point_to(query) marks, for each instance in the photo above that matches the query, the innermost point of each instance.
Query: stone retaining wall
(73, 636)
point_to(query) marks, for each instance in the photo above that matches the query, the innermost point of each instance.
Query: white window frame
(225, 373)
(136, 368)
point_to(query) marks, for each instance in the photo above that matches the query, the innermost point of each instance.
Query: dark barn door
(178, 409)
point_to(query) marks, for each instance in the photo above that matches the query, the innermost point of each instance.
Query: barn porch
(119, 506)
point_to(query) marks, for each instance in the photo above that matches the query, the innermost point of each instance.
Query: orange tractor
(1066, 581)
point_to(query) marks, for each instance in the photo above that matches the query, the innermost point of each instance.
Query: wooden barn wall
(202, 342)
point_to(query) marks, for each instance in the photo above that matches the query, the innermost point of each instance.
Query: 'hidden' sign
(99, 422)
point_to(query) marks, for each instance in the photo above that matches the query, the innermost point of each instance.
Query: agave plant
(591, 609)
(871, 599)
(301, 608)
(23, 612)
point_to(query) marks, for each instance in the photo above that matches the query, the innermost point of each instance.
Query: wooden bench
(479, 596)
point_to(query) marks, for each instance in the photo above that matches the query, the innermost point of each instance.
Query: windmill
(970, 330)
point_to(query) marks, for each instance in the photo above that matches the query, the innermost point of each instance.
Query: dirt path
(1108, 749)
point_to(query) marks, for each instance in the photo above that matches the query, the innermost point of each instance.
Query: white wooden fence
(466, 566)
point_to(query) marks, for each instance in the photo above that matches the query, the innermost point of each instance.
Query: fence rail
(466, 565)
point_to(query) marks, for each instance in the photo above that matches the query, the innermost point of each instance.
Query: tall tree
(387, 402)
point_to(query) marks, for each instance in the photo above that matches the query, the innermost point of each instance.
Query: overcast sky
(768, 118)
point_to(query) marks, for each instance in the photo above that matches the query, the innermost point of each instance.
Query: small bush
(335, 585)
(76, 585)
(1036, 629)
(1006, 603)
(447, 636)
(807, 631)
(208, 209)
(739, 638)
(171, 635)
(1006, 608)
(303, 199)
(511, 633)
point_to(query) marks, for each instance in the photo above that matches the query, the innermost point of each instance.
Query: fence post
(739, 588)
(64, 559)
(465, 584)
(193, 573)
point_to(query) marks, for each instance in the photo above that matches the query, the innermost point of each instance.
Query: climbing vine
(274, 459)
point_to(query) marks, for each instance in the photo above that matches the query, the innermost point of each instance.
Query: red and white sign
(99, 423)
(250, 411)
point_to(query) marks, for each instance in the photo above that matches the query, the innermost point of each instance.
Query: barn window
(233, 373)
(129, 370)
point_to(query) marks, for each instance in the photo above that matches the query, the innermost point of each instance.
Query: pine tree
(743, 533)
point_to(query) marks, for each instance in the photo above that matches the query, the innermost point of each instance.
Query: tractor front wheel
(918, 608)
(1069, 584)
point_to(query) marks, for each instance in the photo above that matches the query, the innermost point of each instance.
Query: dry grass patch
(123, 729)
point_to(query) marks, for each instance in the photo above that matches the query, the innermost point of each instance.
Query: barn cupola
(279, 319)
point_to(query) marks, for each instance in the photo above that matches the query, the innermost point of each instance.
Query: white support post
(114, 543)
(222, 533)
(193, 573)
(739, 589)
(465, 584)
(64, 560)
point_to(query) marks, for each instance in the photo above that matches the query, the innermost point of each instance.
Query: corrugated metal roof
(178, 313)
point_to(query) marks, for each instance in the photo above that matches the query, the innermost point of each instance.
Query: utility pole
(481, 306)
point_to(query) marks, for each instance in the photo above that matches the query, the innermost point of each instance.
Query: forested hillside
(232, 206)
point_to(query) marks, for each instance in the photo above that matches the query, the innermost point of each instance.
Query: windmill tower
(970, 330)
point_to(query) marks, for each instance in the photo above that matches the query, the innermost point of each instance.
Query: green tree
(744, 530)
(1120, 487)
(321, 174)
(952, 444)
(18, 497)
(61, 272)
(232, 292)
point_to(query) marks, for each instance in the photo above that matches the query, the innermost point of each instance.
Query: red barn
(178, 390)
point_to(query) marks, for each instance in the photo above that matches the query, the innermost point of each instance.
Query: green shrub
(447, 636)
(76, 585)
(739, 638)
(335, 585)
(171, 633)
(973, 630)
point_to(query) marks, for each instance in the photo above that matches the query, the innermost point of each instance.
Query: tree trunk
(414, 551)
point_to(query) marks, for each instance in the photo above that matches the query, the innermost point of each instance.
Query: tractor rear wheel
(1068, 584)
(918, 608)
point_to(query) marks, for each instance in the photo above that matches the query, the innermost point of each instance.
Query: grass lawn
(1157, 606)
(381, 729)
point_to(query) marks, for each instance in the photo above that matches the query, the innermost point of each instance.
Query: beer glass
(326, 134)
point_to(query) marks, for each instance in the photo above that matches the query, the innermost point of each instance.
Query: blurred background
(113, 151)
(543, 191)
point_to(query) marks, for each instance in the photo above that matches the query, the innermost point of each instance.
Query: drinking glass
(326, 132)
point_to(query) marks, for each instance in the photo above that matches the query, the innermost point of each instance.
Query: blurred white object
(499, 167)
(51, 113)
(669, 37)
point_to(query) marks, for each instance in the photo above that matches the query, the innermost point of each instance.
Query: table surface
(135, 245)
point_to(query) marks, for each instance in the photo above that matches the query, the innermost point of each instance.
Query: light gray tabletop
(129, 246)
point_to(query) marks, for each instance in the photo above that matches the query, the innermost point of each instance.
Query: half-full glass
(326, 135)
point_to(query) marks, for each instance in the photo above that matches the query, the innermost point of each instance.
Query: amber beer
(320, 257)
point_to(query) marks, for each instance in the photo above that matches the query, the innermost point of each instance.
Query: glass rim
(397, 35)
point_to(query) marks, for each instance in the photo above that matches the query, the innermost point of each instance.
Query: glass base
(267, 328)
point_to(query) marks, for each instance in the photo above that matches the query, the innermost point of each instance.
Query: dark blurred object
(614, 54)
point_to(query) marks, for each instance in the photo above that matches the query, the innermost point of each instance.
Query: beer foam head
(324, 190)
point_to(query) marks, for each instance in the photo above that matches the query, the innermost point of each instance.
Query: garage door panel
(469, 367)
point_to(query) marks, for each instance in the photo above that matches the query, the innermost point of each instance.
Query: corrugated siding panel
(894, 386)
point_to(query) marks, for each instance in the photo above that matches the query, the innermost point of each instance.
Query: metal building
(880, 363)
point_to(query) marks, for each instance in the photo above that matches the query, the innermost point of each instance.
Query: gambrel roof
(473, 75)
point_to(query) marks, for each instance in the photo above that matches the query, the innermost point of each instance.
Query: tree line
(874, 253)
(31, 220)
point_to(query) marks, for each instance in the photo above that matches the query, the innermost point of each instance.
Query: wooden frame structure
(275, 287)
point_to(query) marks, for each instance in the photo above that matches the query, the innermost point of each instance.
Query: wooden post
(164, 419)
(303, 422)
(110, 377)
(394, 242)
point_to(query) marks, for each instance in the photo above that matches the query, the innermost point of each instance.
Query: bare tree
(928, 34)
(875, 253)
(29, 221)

How to complete this task:
Your task is to reproduce the full listing exactly.

Problem solution:
point_to(query) marks, for each instance in the photo above that matches the query, the innermost point of each instance.
Query: stone retaining wall
(73, 636)
point_to(query) marks, for each instance in the photo above that matches the query, the innermost point of each instance.
Query: white window frame
(225, 373)
(136, 368)
point_to(query) marks, for each instance in the photo above that matches the query, the innermost point of each instance.
Query: dark barn door
(178, 409)
point_to(query) marks, for each instance in the photo above that matches the query, the innermost point of each instance.
Query: barn porch
(119, 506)
point_to(query) marks, for each instance in the photo above that matches the query, the innermost point of each instance.
Query: orange tractor
(1066, 581)
point_to(query) marks, for each instance in the photo above that matches the query, the innermost point of each instance.
Query: wooden barn wall
(202, 342)
point_to(query) marks, for each instance in the photo above that matches the query, the innermost point of each instance.
Query: 'hidden' sign
(99, 422)
point_to(query) marks, for each instance in the photo above that matches the query, the innermost point of each instance.
Query: agave plant
(591, 609)
(871, 599)
(301, 608)
(23, 612)
point_to(query) marks, for each instance in the photo above that matches the query, the innermost point of each instance.
Query: wooden bench
(479, 596)
point_to(query) marks, for each instance in the photo above that matches the query, the innermost point of each instance.
Query: windmill
(970, 330)
point_to(query) marks, for each instance in the photo above that matches the query, the innermost point of each instance.
Query: dirt path
(1108, 749)
point_to(query) marks, for each instance in the photo above that matches the query, the innermost point of each instance.
Query: white wooden fence
(466, 566)
point_to(query) marks, for each instance in the photo above that matches the query, the innermost point of each instance.
Query: fence rail
(466, 565)
point_to(query) marks, for each instance in the photo above that matches the query, the innermost point of each instance.
Query: tall tree
(387, 402)
point_to(query) marks, for each instance in the photo above that matches the query, the innermost point of each instance.
Query: overcast sky
(768, 118)
point_to(query) marks, for each instance in the photo above that matches the query, the innermost point of each instance.
Query: small bush
(335, 585)
(76, 585)
(1036, 629)
(1006, 603)
(447, 636)
(807, 631)
(208, 209)
(739, 638)
(171, 635)
(1006, 608)
(303, 199)
(511, 633)
point_to(query) marks, for each instance in the photo above that matches the query, the innermost point of each instance.
Query: fence post
(739, 588)
(64, 559)
(465, 584)
(193, 573)
point_to(query) marks, for each instance in the photo above that matches the query, the innermost point of each instance.
Query: climbing vine
(274, 459)
point_to(query) marks, for each instance in the photo above that matches the query, the innermost point of each instance.
Query: red and white sign
(99, 423)
(250, 411)
point_to(query) marks, for each instance in the photo above that matches the query, the innermost point of each instance.
Query: barn window
(233, 373)
(129, 370)
point_to(query) marks, for each instance in the photo above that matches the query, the innermost point of each instance.
Query: pine tree
(743, 533)
point_to(query) marks, for each instance in the photo above that matches the query, the innermost point of each instance.
Query: tractor front wheel
(918, 608)
(1069, 584)
point_to(query) marks, for each instance in the photo above that matches the query, the innermost point of each instance.
Query: dry grass patch
(123, 729)
point_to(query) marks, for each instance in the photo above that matches the query, the innermost point of each instance.
Query: barn cupola
(279, 319)
point_to(query) marks, for each instance in the photo above that matches the query, the innermost point of each instance.
Query: white support post
(114, 543)
(222, 533)
(193, 573)
(739, 589)
(465, 584)
(64, 560)
point_to(query) marks, for each instance in the photo above that matches the query, the innermost point of each instance.
Query: corrugated metal roof
(178, 313)
point_to(query) marks, for each instance in the photo above that matches the query, the innermost point of each instance.
Query: utility pole
(481, 306)
point_to(query) marks, for each instance in the photo above that matches the query, the innermost point of each instance.
Query: forested hillside
(232, 206)
point_to(query) marks, for each instance in the photo above that matches the query, the innermost point of each instance.
Query: windmill tower
(970, 330)
point_to(query) marks, for each instance in the photo above that matches the query, the innermost point of each instance.
Query: green tree
(744, 530)
(1120, 487)
(321, 174)
(952, 444)
(18, 497)
(61, 272)
(232, 292)
point_to(query) marks, for each instance in the photo above that matches the query, the innermost point of each instance.
Query: red barn
(178, 390)
point_to(query) marks, for each instance in the photo above that matches the query, the innermost point of each instance.
Query: green shrub
(447, 636)
(76, 585)
(739, 638)
(335, 585)
(171, 633)
(973, 630)
point_to(query) marks, for each instance in the photo above that matches the query, the innermost point of each instance.
Query: tree trunk
(414, 551)
point_to(query) marks, for each instance in the photo above that matches the query, the innermost point of each instance.
Query: tractor rear wheel
(1068, 584)
(918, 608)
point_to(query) marks, for each instance in the photo above that matches the query, the innermost point of each instance.
Query: grass lawn
(1157, 606)
(381, 729)
point_to(query) marks, for each instance in the photo above that matches the query, the innermost point of each instance.
Query: beer glass
(326, 134)
point_to(query) marks, for each instance in the photo above that matches the query, the innermost point of each instance.
Query: blurred background
(113, 151)
(543, 191)
point_to(query) marks, for each instance in the photo above that matches the query, the innermost point of each instance.
Query: drinking glass
(326, 132)
point_to(query) marks, for each instance in the photo above that matches the query, the innermost point of each instance.
Query: blurred white object
(499, 167)
(51, 113)
(669, 37)
point_to(query) marks, for each instance in the photo above that matches the query, the innermost point of each instance.
Query: table surface
(135, 245)
point_to(query) marks, for each instance in the photo above that matches the query, the innermost point of each instance.
Query: light gray tabletop
(129, 246)
point_to(query) marks, for each instance in the photo above that matches the query, the innermost point of each instance.
Query: half-full glass
(326, 135)
point_to(query) marks, for each instance in the photo above that matches the query, the innermost point of each instance.
Query: amber beer
(320, 257)
point_to(query) marks, for each instance in the photo above that matches the query, the innermost point of each instance.
Query: glass rim
(397, 35)
point_to(query) marks, for each instance in the photo above that matches the query, the innermost point of each instance.
Query: glass base
(267, 328)
point_to(query) marks, for each instance in the photo above that matches the query, the innermost point of each instance.
Query: dark blurred object
(614, 54)
point_to(query) marks, for each instance in the photo above that matches the query, the innermost point of each instance.
Query: beer foam head
(324, 190)
point_to(query) marks, for each instance in the photo above that matches the query, the innermost point of each instance.
Query: garage door panel
(469, 367)
point_to(query) marks, for each instance in the photo above that matches the query, the innermost point of each instance.
Query: corrugated siding panel
(894, 386)
point_to(query) marks, for each instance in the photo above that matches the query, the innermost point of each instance.
Query: metal building
(880, 363)
point_to(query) marks, for each instance in the photo above that matches the query, the innermost point of each instance.
Query: gambrel roof
(473, 75)
point_to(query) marks, for each instance in the photo above that matches the query, the innermost point of each instance.
Query: tree line
(874, 253)
(31, 220)
point_to(query) marks, for each instance in the photo above that matches the query, the innermost point of each instance.
Query: wooden frame structure
(275, 287)
point_to(query) marks, for each instance in the photo above that matches the query, the innermost point of each instance.
Query: wooden post
(164, 419)
(303, 422)
(110, 377)
(394, 242)
point_to(query) marks, for each instance in the photo above that matches the query, the innermost point of each instance.
Query: bare tree
(928, 34)
(875, 253)
(29, 221)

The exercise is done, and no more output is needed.